(Records to use)

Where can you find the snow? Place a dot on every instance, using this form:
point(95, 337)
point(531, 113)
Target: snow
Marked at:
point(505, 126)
---
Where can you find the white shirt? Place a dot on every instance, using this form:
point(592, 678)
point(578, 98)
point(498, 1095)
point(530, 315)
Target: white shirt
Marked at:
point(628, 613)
---
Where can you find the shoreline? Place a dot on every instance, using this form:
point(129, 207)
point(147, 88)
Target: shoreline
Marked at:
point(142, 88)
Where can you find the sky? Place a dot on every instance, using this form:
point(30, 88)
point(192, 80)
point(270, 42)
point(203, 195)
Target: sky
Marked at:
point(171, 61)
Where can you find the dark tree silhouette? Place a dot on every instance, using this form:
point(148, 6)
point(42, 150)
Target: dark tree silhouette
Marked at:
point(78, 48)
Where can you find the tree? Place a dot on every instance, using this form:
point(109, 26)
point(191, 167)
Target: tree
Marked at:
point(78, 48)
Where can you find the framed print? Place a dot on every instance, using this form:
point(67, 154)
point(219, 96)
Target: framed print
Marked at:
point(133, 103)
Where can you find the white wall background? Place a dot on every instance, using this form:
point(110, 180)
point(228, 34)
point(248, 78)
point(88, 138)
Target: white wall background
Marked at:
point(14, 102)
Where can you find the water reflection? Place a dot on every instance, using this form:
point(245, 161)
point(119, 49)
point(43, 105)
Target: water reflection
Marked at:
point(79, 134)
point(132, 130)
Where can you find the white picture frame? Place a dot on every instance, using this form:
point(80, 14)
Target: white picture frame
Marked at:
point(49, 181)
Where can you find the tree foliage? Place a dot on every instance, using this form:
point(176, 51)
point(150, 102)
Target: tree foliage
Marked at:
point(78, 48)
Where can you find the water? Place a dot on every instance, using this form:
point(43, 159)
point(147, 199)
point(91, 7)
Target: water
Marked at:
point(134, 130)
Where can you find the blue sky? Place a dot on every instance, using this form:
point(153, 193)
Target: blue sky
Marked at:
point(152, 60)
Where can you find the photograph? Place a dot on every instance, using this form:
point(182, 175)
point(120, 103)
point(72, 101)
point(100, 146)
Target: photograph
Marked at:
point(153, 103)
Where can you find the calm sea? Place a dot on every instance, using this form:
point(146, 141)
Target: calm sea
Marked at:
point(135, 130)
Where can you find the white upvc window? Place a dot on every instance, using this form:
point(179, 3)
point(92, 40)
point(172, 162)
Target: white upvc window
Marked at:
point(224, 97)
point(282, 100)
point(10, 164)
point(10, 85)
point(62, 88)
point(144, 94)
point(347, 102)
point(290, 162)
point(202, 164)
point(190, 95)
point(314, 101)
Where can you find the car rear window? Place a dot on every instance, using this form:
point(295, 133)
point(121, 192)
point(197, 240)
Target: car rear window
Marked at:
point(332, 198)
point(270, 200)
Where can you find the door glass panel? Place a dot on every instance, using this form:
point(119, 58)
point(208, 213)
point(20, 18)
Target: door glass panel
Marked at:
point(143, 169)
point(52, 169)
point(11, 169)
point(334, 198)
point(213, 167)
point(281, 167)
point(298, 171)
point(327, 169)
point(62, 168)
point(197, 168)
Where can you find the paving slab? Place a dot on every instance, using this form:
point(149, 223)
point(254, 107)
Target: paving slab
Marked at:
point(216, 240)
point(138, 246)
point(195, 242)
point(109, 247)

(Assignment)
Your answer should be one number: how many lines in the material above contain the string "tree".

(Output below)
6